Given task A:
Can you find every line in the listing that contains the string "right" and copy each one out? Case counts.

Quoted passage:
§

Join two sheets, groupby and sum on the joined data


In [53]:
import pandas as pd

In [75]:
# load both sheets as new dataframes
shows_df = pd.read_csv("show_category.csv")
views_df = pd.read_excel("views.xls")

Change the index to be the showname


In [76]:
shows_df.head()


Out[76]:
showname category
0 firefly scifi
1 hollyoaks soap
2 battlestar scifi

In [77]:
shows_df = shows_df.set_index('showname')
shows_df.head()


Out[77]:
category
showname
firefly scifi
hollyoaks soap
battlestar scifi

Do the same for views

DANGER note that battle-star has a hyphen!


In [78]:
views_df.head()


Out[78]:
viewer_id show_watched views
0 23 firefly 2
1 29 hollyoaks 4
2 22 firefly 100
3 22 battle-star 10
4 22 FIREFLY 200

In [79]:
views_df = views_df.set_index('viewer_id')
views_df.head() # note that we can have repeating viewer_id values (they're non-unique)


Out[79]:
show_watched views
viewer_id
23 firefly 2
29 hollyoaks 4
22 firefly 100
22 battle-star 10
22 FIREFLY 200

In [80]:
# we can select out the column to work on, then use the built-in str (string) functions
# to replace hyphens (we do this and just print the result to screen)

§

Data supplied:

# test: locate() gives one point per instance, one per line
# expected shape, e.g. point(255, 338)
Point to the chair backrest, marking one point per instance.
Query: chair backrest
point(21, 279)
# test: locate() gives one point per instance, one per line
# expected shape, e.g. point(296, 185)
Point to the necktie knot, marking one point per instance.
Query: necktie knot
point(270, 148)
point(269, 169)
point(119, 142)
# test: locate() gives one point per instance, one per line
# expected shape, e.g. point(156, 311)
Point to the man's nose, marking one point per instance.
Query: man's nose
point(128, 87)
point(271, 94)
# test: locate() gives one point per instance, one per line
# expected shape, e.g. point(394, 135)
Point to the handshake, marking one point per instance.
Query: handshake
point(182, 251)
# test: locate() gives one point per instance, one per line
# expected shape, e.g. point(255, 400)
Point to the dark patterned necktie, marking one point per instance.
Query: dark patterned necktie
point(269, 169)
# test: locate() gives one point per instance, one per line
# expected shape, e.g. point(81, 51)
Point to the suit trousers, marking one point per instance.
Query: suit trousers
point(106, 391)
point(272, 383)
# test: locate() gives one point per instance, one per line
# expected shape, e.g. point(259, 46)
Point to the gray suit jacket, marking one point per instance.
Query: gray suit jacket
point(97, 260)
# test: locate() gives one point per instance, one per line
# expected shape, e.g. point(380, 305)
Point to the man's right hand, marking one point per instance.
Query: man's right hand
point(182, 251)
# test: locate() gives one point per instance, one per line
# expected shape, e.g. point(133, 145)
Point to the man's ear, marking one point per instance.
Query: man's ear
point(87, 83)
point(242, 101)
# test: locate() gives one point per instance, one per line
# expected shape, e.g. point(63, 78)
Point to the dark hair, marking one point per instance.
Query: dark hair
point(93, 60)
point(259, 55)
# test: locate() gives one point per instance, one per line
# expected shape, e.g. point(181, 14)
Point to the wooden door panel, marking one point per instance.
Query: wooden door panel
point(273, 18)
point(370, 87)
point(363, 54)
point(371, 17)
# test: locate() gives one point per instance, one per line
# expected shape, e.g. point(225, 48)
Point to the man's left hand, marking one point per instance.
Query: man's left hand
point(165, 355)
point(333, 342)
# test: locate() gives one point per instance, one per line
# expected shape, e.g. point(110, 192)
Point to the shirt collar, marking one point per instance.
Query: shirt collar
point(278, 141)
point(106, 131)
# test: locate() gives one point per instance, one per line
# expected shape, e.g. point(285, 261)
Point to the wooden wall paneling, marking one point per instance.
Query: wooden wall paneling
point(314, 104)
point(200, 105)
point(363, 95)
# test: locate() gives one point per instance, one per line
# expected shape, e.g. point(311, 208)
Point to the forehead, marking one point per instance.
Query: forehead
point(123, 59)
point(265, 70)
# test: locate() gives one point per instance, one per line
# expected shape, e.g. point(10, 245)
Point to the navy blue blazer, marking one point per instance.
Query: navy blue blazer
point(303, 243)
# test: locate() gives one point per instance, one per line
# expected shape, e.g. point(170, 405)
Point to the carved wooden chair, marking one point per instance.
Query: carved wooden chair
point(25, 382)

§

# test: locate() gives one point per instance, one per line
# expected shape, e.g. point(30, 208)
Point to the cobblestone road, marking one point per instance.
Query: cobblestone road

§

Given task B:
Could you extract the whole pandas notebook page above and reproduce it word for word?

Worked answer A:
Point to the man's right hand, marking one point per instance.
Query: man's right hand

Worked answer B:
Join two sheets, groupby and sum on the joined data


In [53]:
import pandas as pd

In [75]:
# load both sheets as new dataframes
shows_df = pd.read_csv("show_category.csv")
views_df = pd.read_excel("views.xls")

Change the index to be the showname


In [76]:
shows_df.head()


Out[76]:
showname category
0 firefly scifi
1 hollyoaks soap
2 battlestar scifi

In [77]:
shows_df = shows_df.set_index('showname')
shows_df.head()


Out[77]:
category
showname
firefly scifi
hollyoaks soap
battlestar scifi

Do the same for views

DANGER note that battle-star has a hyphen!


In [78]:
views_df.head()


Out[78]:
viewer_id show_watched views
0 23 firefly 2
1 29 hollyoaks 4
2 22 firefly 100
3 22 battle-star 10
4 22 FIREFLY 200

In [79]:
views_df = views_df.set_index('viewer_id')
views_df.head() # note that we can have repeating viewer_id values (they're non-unique)


Out[79]:
show_watched views
viewer_id
23 firefly 2
29 hollyoaks 4
22 firefly 100
22 battle-star 10
22 FIREFLY 200

In [80]:
# we can select out the column to work on, then use the built-in str (string) functions
# to replace hyphens (we do this and just print the result to screen)